• What this task involves:
Put every line of the records below into a Markdown table with the columns Row and Record line, numbering each row and skipping blank lines. Leave the pictures out.

:: Dataset extract

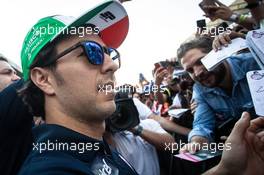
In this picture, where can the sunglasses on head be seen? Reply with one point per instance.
(93, 51)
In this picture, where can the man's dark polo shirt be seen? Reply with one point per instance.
(62, 155)
(15, 130)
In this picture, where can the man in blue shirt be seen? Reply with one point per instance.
(70, 82)
(220, 94)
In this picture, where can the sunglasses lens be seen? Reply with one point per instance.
(114, 55)
(95, 53)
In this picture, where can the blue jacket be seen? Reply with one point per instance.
(213, 101)
(58, 150)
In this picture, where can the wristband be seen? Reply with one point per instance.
(139, 130)
(253, 5)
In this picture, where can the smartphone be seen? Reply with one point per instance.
(207, 3)
(201, 24)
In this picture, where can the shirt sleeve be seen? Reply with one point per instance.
(204, 120)
(143, 110)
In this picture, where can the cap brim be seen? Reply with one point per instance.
(110, 17)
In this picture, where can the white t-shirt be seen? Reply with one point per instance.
(138, 152)
(143, 110)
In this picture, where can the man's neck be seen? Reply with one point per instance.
(227, 83)
(94, 129)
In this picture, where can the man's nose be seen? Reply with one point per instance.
(109, 65)
(198, 71)
(15, 77)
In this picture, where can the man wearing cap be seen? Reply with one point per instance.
(7, 73)
(67, 78)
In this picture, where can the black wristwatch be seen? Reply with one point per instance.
(138, 130)
(253, 5)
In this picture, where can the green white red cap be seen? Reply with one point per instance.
(110, 18)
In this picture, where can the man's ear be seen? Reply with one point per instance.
(41, 77)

::::

• Task answer:
| Row | Record line |
|---|---|
| 1 | In this picture, where can the sunglasses on head be seen? Reply with one point per instance. |
| 2 | (93, 51) |
| 3 | In this picture, where can the man's dark polo shirt be seen? Reply with one point per instance. |
| 4 | (62, 155) |
| 5 | (15, 130) |
| 6 | In this picture, where can the man in blue shirt be seen? Reply with one point per instance. |
| 7 | (70, 82) |
| 8 | (220, 94) |
| 9 | In this picture, where can the sunglasses lens be seen? Reply with one point per instance. |
| 10 | (114, 55) |
| 11 | (95, 53) |
| 12 | In this picture, where can the blue jacket be seen? Reply with one point per instance. |
| 13 | (213, 101) |
| 14 | (58, 150) |
| 15 | In this picture, where can the wristband be seen? Reply with one point per instance. |
| 16 | (139, 130) |
| 17 | (253, 5) |
| 18 | In this picture, where can the smartphone be seen? Reply with one point per instance. |
| 19 | (207, 3) |
| 20 | (201, 24) |
| 21 | In this picture, where can the shirt sleeve be seen? Reply with one point per instance. |
| 22 | (204, 120) |
| 23 | (143, 110) |
| 24 | In this picture, where can the cap brim be seen? Reply with one point per instance. |
| 25 | (110, 17) |
| 26 | In this picture, where can the white t-shirt be seen? Reply with one point per instance. |
| 27 | (138, 152) |
| 28 | (143, 110) |
| 29 | In this picture, where can the man's neck be seen? Reply with one point per instance. |
| 30 | (227, 83) |
| 31 | (94, 129) |
| 32 | In this picture, where can the man's nose be seen? Reply with one point per instance. |
| 33 | (109, 65) |
| 34 | (198, 71) |
| 35 | (15, 77) |
| 36 | In this picture, where can the man wearing cap be seen? Reply with one point per instance. |
| 37 | (7, 73) |
| 38 | (67, 78) |
| 39 | In this picture, where can the black wristwatch be seen? Reply with one point per instance. |
| 40 | (138, 130) |
| 41 | (253, 5) |
| 42 | In this picture, where can the green white red cap be seen? Reply with one point per instance. |
| 43 | (110, 18) |
| 44 | In this picture, where can the man's ear be seen? Reply with one point per instance. |
| 45 | (41, 77) |